● **Exercise goal**: Rewrite all the records below with "largest circle" replaced by "biggest circle" everywhere, keeping everything else unchanged and omitting the pictures.

● **Given records**:
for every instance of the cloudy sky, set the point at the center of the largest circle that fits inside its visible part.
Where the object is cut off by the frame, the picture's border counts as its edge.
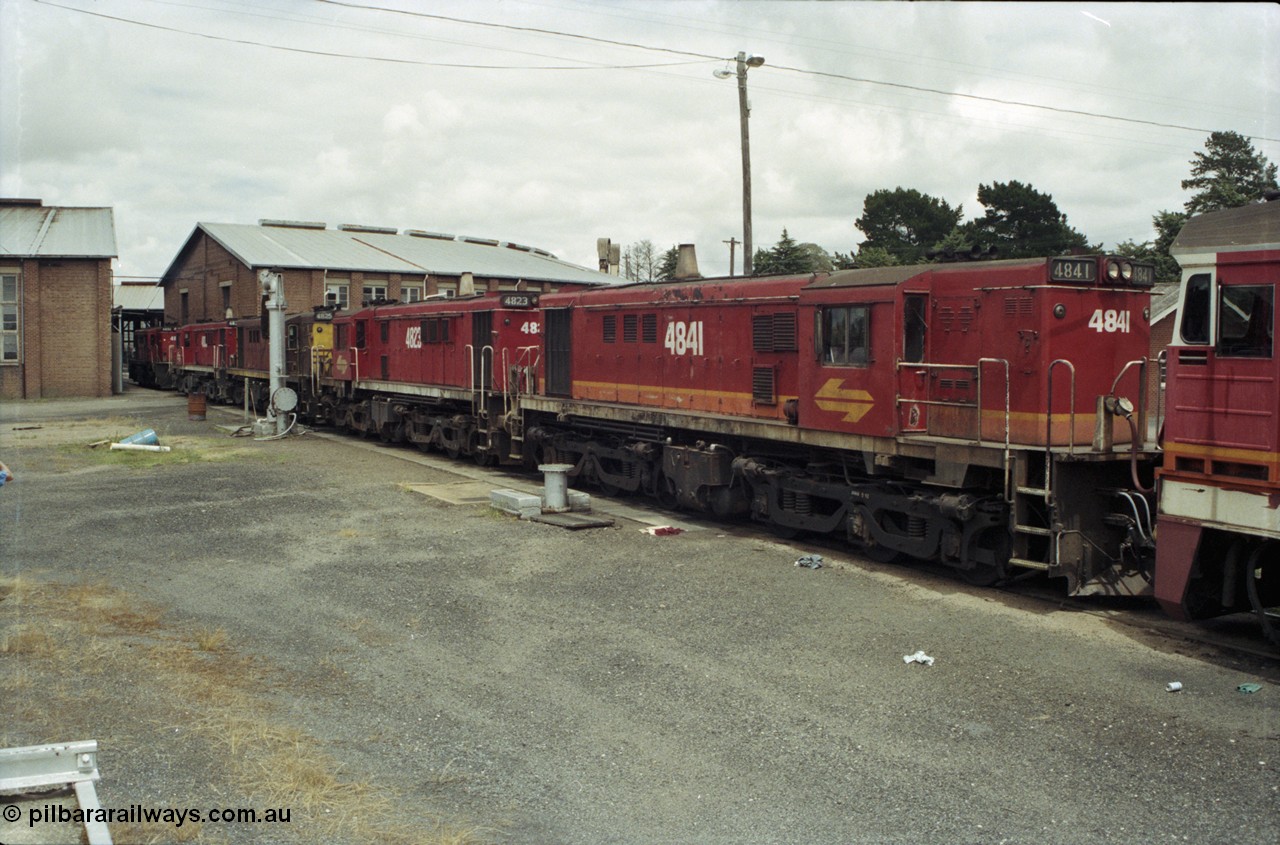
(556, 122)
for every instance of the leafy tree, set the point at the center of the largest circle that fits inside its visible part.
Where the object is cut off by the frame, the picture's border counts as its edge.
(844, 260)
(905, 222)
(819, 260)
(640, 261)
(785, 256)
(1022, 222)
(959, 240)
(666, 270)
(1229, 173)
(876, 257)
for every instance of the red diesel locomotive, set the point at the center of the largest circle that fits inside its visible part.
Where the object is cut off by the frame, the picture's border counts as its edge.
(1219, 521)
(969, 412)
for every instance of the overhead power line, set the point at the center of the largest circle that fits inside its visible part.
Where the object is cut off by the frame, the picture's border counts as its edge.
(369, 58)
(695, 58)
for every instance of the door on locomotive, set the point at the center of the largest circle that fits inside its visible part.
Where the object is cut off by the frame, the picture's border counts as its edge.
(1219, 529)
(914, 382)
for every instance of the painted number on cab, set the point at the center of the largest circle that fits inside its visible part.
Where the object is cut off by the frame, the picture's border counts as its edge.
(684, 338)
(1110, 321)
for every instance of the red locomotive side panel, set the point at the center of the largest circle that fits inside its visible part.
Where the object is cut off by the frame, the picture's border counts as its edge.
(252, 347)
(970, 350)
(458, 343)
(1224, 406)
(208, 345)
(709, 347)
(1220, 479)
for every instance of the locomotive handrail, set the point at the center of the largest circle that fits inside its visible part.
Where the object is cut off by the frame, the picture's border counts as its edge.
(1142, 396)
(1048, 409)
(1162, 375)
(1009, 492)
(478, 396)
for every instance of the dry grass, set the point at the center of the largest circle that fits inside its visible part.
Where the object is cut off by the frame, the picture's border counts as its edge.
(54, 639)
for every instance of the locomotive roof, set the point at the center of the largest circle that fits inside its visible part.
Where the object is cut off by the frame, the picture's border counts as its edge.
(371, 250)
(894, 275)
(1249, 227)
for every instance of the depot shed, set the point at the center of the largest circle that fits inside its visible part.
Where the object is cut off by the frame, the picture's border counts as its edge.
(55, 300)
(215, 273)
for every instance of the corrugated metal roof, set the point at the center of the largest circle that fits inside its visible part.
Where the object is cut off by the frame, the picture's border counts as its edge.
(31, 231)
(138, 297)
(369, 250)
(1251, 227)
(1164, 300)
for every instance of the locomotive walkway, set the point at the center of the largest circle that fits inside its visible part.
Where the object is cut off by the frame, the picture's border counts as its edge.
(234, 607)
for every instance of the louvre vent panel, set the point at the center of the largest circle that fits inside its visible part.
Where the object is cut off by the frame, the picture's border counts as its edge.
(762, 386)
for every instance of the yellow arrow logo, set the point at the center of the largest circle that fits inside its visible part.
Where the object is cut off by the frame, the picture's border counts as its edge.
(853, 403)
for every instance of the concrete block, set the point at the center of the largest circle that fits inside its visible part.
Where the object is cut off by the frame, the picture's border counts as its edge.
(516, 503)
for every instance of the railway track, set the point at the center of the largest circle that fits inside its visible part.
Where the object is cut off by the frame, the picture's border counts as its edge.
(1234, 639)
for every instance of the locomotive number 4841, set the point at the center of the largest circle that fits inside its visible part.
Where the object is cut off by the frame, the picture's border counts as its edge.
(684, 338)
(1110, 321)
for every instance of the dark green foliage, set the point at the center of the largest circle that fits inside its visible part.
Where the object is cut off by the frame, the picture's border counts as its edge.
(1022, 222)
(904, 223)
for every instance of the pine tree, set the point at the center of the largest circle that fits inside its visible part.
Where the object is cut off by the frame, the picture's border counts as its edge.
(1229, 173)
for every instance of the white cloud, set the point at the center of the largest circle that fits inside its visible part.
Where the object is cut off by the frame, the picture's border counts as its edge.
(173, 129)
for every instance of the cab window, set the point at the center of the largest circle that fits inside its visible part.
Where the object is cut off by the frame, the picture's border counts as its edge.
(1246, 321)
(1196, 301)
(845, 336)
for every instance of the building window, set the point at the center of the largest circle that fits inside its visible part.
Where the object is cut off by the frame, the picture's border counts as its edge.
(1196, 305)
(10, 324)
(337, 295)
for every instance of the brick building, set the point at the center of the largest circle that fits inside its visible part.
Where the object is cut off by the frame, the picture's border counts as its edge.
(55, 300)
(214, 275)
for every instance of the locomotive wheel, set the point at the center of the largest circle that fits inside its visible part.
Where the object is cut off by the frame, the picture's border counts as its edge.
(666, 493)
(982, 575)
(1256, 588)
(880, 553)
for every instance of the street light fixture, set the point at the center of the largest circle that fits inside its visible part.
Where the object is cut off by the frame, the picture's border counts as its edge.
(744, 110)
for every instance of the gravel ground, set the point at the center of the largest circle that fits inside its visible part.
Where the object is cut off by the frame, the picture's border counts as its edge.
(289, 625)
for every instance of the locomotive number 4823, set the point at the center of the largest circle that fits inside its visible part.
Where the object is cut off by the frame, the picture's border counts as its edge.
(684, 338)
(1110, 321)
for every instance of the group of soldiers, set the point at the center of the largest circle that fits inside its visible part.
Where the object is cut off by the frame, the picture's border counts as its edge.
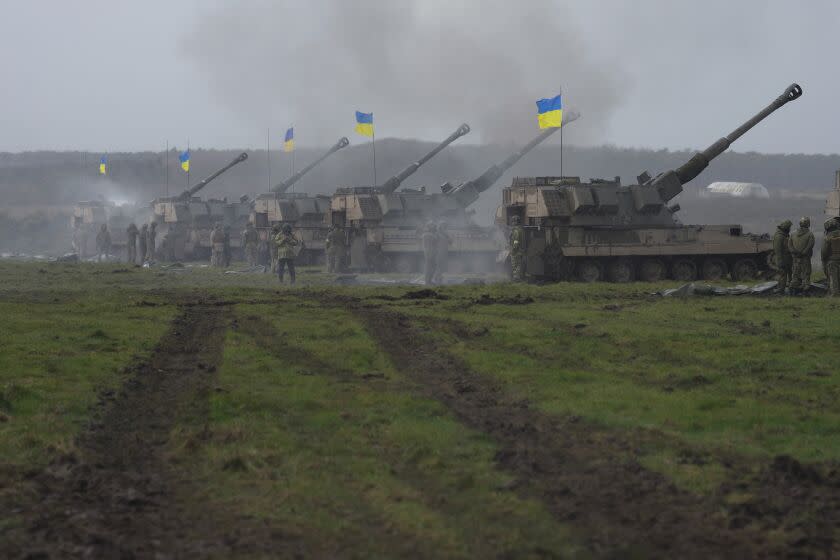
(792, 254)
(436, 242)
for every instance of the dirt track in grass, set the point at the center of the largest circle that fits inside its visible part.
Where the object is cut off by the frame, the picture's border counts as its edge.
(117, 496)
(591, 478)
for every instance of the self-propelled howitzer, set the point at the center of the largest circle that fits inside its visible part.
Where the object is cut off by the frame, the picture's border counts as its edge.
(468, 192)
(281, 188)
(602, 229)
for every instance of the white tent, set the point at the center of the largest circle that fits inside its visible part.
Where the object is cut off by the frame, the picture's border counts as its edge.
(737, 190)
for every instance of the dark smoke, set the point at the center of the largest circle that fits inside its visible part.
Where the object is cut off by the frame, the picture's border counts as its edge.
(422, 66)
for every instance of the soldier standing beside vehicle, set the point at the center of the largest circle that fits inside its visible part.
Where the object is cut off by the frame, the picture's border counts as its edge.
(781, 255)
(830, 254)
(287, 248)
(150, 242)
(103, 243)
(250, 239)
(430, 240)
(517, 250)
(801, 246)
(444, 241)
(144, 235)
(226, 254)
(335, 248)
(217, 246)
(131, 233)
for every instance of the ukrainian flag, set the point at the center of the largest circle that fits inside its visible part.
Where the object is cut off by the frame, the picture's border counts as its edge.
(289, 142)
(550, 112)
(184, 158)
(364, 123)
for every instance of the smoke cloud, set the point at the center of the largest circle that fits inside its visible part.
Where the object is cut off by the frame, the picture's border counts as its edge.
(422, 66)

● **Solution to this exercise**:
for every instance of the cloudy sky, set the point at the center of the biggest circle that fits inside its visible part.
Where the object is cut off by the frame, the picture's border counts as its edge.
(556, 122)
for every instance of the leafy tree, set the point at the center of the biggest circle that fits inside its visible part.
Where the object is cut off by the frame, the picture's border counts as its edge.
(844, 260)
(905, 222)
(819, 260)
(640, 261)
(785, 256)
(1022, 222)
(959, 240)
(666, 270)
(1229, 173)
(876, 257)
for every instance of the red diesel locomotive, set the point at the center of the biggest circle that fits inside its visible part.
Where the object is cut off by the frame, the picture's border counts as its edge.
(1219, 521)
(969, 412)
for every instance of the overhead power line, set the point at the center of the biggest circle that fits inside its visible part.
Where the object is cut off by the frame, the picture's border counts as its edge.
(369, 58)
(695, 58)
for every instance of the door on locomotive, set the point at the center of the biggest circle that fits inside its visible part.
Where the object is cut off by the frame, the picture's border counts as its edge.
(1219, 529)
(914, 382)
for every instance of the painted number on cab, set the point at the center of the biggest circle that fits inside its visible part.
Where the object is cut off by the frame, the picture's border counts as its edge.
(684, 338)
(1110, 321)
for every instance of the red locomotive side panel, set the point at the center of the biggest circle that fits inside its visible part.
Where the object is cut off by the frame, the picture's border counts as its edge.
(252, 347)
(970, 350)
(458, 343)
(1224, 406)
(208, 345)
(709, 347)
(1220, 479)
for every instance of the locomotive handrail, set the point at the center of the biggest circle that fits inside its visible part.
Where the object is cut off by the frame, the picture's border counts as its edge.
(1142, 396)
(1048, 409)
(1162, 375)
(1009, 492)
(478, 396)
for every instance of the dry grass, set the point at the center of the biggest circle that fits inside its visible part.
Where the object is cut off by the frame, the picture's border counts as its edge.
(54, 639)
for every instance of the locomotive roof, set the point at the center of the biggest circle that fits inside its visible part.
Where the object is cut off by the frame, the picture's border counts as its edge.
(371, 250)
(894, 275)
(1249, 227)
for every instance of the depot shed, set the point at the center of the biggest circle that fits inside its visible part.
Where the object is cut off by the frame, the picture's border counts as its edge.
(55, 300)
(215, 273)
for every instance of the corrugated metal roof, set the point at the center of the biggest circle that fits inside its visible part.
Where the object is cut off by the frame, the picture's border counts as its edge.
(31, 231)
(138, 297)
(369, 250)
(1251, 227)
(1164, 300)
for every instance of the locomotive walkway, set the point at the center of the biggest circle that fits inside its visible part.
Where the object is cut off by the frame, the picture's border counts as its edge.
(234, 607)
for every instance of the louvre vent panel, set the point at the center of the biggest circle that fits inside its visible part.
Where the object is cut off by the frame, the picture's border counts as its edge.
(762, 386)
for every instance of the yellow arrow logo, set the point at the center of the biggest circle that fits inside its visible part.
Where the object is cut off by the frame, the picture's border counts as its edge.
(853, 403)
for every instance of the concrete block, set the point at the center of the biggest circle that fits inside its visible part.
Where the object is cut off by the frame, the picture's border counts as its edge.
(516, 503)
for every instance of the railway track, set the point at the center of the biggest circle that fits inside its visible part.
Where the object is cut off by the frame, the picture's border counts as its edge.
(1234, 639)
for every instance of the locomotive number 4841, set the point at the center of the biggest circle that fits inside its visible part.
Where the object is cut off by the frame, the picture's border counts as its edge.
(684, 338)
(1110, 321)
for every instance of the dark green foliage, set the point at the center of the biggest circle that fits inside its visible part.
Where the object is cut off by the frame, the picture's border counts as its edge.
(1022, 222)
(904, 223)
for every instance of the pine tree, set the point at the center of the biggest circle that fits inside its visible part.
Where the object is cut off by the frame, the picture's border counts as its edge.
(1229, 173)
for every instance of the white cloud, set the point at the center of the biggest circle that fits inside its visible part.
Where the object is cut off by the frame, the picture's border counts as its edge.
(173, 129)
for every instance of the cab window, set the point at the center of the biggest circle that fits inside its visible part.
Where the object is cut off by the frame, the picture's border counts as its edge.
(1246, 321)
(1196, 301)
(845, 336)
for every instance of the building window, set the point at the center of the biggest circle that fits inside its visible part.
Where the object is cut off by the frame, the picture's border counts as its edge.
(1196, 305)
(10, 324)
(337, 295)
for every instance of the brick building, set the point at the center of the biggest circle that fits inside its visible part.
Where the object is cut off by the frame, the picture's border counts as its edge.
(55, 300)
(214, 275)
for every instance of the locomotive wheel, set the point at the center of the biggest circle that fits inside its visible part.
Where the object is cut off by the frame, the picture's border counts as its edge.
(666, 493)
(982, 575)
(1256, 588)
(880, 553)
for every instance of the street light fixture, set the point at the center of the biggest circle that fits inside its visible part.
Where the object is cut off by the frame, the picture's border counts as its edge.
(744, 110)
for every instance of the gravel ground, set the point at the center of the biggest circle that fits inside its visible part.
Where the object is cut off by the frame, the picture's border counts as its edge.
(289, 625)
for every instance of the locomotive number 4823, set the point at the center of the biggest circle that fits inside its visible part.
Where the object is cut off by the frame, the picture's border counts as its edge.
(684, 338)
(1110, 321)
for every instance of the group of soldiers, set the point at the center of the biggest circle that fits inside its visible part.
Where the object is cut off by the frame, the picture's border counts as its edge.
(792, 254)
(436, 242)
for every instance of the dirt track in grass, set the point at the center of the biggest circle that fits inside its visible part.
Where the object is cut off by the frame, the picture's border counts as its edge.
(117, 496)
(591, 478)
for every instance of the self-propelled howitzer, set the point at the center of the biggest circle that fits inside its visible part.
Where the object is cut off by the frame, the picture's border counts as its edge.
(468, 192)
(281, 188)
(602, 229)
for every instance of the white tent, set the point at the center of the biggest circle that fits inside its visible part.
Where the object is cut off by the frame, the picture's border counts as its edge.
(737, 190)
for every instance of the dark smoke, set the point at the center of the biggest circle that fits inside its visible part.
Where the object is cut off by the frame, the picture's border counts as its edge.
(422, 66)
for every instance of the soldier standing beside vehicle, set the point at the center of the biggest circle that fits inside its visible part.
Where the object is cut off by the frame, the picture's border counts as its edge.
(781, 255)
(830, 254)
(287, 248)
(150, 242)
(103, 243)
(250, 239)
(430, 240)
(517, 250)
(801, 246)
(444, 241)
(144, 235)
(226, 254)
(335, 248)
(217, 246)
(131, 233)
for every instance of the ukrainian flag, set the point at the center of the biggest circle that fits inside its visible part.
Where the object is cut off by the frame, the picture's border counts as its edge.
(289, 142)
(550, 112)
(184, 158)
(364, 123)
for every instance of the smoke cloud, set the point at the center of the biggest circle that fits inside its visible part.
Where the object is cut off by the frame, the picture's border counts as its edge.
(422, 66)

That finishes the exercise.